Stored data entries
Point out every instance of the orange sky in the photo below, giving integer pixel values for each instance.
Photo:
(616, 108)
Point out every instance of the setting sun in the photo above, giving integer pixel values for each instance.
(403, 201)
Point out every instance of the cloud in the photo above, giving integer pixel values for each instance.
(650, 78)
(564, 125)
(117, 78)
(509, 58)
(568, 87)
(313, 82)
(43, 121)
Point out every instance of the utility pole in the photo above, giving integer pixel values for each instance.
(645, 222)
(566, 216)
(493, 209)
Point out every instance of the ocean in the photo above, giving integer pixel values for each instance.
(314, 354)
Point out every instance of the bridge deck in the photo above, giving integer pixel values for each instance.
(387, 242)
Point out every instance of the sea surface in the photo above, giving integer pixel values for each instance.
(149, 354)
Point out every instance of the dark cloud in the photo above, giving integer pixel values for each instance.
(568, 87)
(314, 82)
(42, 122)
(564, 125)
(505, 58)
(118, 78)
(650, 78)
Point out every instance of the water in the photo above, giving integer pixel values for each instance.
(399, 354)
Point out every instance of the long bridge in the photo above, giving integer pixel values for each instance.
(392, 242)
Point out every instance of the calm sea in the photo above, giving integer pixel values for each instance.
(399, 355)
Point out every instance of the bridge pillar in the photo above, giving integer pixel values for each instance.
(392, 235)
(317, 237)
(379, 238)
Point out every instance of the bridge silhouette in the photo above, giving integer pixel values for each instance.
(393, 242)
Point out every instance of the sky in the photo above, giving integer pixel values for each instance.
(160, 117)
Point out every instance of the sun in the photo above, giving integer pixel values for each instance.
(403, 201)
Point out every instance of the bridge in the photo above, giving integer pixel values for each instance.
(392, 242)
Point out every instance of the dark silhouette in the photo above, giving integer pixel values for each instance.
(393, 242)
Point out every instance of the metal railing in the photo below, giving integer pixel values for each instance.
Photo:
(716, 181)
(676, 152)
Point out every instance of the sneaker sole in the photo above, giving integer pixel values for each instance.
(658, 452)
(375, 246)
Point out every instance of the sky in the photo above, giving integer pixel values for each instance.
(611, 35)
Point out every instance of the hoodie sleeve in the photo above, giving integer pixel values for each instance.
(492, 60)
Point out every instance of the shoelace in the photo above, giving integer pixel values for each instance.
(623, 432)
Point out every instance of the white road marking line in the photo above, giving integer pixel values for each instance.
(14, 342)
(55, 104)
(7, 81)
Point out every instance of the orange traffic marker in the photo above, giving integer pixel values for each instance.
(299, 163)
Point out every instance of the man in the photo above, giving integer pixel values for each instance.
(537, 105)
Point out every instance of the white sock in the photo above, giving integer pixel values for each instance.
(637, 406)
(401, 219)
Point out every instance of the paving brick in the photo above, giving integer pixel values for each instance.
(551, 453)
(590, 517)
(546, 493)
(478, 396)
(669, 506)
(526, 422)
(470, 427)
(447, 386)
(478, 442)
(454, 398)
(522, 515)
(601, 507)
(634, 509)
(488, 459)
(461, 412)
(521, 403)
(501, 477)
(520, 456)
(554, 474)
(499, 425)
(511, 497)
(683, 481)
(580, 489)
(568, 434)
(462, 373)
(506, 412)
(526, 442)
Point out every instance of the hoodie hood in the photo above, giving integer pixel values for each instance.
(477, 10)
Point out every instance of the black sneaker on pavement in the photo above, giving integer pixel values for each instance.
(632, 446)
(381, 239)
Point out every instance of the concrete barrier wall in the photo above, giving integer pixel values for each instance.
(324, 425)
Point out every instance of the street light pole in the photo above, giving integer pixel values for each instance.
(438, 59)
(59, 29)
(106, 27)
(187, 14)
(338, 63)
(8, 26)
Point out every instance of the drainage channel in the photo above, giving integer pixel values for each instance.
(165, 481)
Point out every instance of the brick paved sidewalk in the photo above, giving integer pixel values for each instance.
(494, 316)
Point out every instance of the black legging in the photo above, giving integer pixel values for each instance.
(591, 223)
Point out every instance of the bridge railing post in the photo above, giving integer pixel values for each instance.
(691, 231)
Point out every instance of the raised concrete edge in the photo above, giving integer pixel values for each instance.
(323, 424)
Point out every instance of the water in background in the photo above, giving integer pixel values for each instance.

Your objective.
Using the records above, copy all lines that include the word "below".

Solved exercise.
Point out every instance of the orange sky in the photo below, giving integer pixel values for each instance.
Point out every instance of the metal railing in the photo below, giving integer pixel values for each instance.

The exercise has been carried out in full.